__EXCERPTED DATA__:

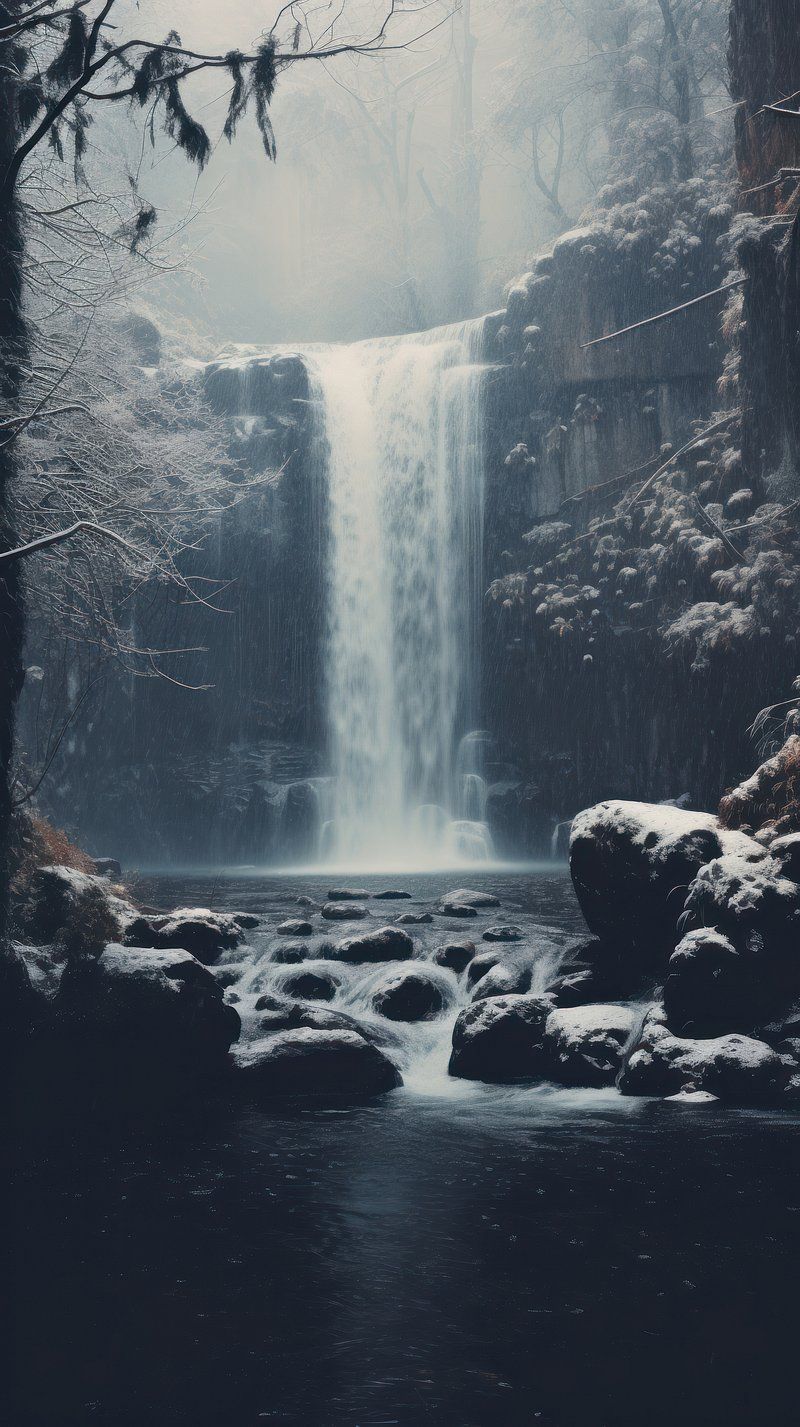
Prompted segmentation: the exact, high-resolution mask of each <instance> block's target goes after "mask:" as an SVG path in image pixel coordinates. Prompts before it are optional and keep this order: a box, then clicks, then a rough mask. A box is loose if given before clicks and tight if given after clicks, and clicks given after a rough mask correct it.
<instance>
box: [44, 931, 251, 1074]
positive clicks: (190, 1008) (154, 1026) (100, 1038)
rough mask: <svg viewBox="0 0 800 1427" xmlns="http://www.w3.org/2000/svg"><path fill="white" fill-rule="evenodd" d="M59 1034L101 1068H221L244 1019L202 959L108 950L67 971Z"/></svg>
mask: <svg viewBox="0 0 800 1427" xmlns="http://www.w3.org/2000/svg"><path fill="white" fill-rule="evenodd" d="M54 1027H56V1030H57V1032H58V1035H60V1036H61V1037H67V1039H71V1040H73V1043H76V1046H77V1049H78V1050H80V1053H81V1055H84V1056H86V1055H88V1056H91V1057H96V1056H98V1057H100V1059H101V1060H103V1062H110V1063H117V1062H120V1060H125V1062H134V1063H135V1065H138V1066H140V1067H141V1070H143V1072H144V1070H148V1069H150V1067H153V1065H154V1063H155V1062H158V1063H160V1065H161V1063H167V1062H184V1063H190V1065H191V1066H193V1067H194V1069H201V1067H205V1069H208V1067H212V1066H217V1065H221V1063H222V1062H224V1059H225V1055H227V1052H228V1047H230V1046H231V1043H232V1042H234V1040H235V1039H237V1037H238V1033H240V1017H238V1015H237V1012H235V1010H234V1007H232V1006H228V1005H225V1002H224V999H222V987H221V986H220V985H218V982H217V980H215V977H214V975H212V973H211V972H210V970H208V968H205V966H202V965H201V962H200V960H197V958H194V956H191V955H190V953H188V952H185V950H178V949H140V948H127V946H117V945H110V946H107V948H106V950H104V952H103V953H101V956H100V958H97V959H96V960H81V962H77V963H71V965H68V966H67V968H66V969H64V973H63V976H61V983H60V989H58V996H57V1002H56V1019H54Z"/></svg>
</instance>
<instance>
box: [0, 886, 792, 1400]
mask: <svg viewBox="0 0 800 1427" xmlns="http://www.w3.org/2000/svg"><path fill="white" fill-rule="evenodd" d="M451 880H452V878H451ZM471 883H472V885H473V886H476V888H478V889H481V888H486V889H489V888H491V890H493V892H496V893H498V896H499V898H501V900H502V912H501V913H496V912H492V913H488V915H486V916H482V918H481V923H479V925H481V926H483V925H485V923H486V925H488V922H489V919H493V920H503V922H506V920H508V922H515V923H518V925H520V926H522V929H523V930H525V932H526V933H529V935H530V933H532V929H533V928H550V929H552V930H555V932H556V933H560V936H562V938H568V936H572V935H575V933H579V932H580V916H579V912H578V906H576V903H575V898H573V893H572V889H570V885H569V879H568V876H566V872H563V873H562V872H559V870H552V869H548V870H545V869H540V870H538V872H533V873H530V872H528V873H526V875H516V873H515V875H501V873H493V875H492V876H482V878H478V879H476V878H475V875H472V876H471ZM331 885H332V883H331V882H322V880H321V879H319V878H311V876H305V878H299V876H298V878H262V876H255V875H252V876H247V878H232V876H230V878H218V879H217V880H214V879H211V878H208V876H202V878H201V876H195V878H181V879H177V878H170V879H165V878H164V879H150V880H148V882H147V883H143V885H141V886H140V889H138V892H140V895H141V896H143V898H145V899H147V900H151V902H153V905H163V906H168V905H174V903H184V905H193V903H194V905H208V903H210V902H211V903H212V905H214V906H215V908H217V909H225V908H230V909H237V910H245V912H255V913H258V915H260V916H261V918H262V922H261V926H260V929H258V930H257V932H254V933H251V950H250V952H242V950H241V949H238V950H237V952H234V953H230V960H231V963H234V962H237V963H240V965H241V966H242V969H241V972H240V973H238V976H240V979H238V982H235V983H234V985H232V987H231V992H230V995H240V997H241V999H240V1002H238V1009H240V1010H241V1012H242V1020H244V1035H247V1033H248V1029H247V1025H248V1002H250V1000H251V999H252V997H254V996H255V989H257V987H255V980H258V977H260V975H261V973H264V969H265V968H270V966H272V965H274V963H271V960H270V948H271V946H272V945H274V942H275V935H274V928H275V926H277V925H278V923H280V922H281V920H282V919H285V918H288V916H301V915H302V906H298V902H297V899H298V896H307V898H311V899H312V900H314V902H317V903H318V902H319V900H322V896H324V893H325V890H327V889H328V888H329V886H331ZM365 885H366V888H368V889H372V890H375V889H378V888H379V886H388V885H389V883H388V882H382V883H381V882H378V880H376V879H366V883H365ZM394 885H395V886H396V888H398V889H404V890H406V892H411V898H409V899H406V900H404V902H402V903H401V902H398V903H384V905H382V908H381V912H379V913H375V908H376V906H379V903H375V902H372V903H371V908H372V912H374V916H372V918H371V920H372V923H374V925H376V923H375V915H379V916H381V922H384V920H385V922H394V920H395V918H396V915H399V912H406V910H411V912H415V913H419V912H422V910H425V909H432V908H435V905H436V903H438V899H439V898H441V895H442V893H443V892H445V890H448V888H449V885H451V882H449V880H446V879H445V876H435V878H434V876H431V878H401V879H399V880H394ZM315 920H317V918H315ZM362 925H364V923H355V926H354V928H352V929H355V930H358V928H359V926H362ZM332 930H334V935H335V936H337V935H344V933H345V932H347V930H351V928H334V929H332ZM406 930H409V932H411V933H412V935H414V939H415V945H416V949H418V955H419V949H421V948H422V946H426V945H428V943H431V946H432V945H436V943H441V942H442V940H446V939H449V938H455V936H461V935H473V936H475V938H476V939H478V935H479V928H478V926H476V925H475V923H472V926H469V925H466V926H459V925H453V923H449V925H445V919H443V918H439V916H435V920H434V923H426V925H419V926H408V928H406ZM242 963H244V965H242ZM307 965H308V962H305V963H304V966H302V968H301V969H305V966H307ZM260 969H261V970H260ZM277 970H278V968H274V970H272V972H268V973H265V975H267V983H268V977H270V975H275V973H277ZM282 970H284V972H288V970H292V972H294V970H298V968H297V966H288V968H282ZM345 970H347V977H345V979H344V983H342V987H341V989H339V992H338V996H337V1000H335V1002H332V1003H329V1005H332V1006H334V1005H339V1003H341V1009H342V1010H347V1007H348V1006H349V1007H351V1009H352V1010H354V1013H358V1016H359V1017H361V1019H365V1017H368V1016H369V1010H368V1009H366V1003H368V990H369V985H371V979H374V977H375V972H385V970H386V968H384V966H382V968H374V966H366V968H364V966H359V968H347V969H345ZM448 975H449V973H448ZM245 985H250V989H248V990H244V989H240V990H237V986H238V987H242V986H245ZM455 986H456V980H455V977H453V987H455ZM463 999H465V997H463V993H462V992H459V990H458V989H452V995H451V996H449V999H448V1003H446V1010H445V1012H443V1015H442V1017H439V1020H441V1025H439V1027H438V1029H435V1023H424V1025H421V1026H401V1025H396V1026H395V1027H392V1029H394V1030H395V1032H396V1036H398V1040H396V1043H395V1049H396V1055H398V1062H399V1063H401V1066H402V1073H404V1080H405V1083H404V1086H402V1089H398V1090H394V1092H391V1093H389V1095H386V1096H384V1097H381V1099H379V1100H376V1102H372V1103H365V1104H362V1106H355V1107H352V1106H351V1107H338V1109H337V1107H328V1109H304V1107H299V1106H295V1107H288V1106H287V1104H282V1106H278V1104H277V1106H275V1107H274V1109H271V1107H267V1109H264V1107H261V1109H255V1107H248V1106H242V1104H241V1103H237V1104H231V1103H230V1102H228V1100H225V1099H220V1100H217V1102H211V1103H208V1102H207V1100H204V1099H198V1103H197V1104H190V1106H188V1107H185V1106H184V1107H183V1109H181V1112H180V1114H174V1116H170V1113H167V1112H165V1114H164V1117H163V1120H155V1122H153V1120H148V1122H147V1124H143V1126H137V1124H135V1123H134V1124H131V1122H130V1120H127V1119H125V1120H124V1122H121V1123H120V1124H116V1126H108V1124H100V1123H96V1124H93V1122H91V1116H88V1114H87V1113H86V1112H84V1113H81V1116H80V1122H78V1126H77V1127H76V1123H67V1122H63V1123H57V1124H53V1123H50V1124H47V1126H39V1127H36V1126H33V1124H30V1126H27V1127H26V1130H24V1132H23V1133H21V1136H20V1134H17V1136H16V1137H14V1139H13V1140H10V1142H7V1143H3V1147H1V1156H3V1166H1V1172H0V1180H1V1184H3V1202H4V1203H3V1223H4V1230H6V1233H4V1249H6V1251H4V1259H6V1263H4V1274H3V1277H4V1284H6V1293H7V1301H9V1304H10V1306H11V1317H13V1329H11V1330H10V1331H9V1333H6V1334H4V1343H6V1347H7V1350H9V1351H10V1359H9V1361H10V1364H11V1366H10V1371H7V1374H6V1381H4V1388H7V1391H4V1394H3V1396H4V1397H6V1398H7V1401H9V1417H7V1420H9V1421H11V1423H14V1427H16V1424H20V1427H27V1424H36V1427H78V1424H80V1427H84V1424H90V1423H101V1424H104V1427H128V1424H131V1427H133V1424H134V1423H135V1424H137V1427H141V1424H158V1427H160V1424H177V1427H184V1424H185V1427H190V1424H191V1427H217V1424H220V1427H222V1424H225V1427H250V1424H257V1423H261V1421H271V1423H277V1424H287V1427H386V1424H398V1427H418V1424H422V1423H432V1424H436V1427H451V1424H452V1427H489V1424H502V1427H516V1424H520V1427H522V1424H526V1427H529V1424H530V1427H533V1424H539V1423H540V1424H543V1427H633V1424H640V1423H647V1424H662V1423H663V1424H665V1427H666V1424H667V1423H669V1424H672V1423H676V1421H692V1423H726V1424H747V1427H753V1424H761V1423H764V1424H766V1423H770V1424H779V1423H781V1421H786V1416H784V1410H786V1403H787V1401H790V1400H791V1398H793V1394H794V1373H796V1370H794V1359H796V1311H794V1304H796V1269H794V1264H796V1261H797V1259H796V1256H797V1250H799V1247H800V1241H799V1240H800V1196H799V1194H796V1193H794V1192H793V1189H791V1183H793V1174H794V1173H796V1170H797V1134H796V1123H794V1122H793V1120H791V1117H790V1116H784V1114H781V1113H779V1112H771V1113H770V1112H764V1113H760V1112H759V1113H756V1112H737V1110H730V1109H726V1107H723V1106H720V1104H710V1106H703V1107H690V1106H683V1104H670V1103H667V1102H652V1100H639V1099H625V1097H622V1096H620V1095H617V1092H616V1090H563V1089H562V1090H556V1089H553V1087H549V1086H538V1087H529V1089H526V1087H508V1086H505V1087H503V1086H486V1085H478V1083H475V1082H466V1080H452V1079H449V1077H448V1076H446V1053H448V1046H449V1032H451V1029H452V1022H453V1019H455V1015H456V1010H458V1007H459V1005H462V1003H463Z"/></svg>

__WHAT IS NEEDED__: Find all the lines with "instance" in the data and copy them.

__ANSWER BELOW__:
Prompted segmentation: the exact, high-resolution mask of each <instance> block's target goes after "mask:" as an SVG path in image pixel coordinates. Prompts before it are optional and keep this order: a box, then clicks, then a rough mask. A box is loose if given before clicks and tight if given after clicks, and clicks given after a rough mask correct it.
<instance>
</instance>
<instance>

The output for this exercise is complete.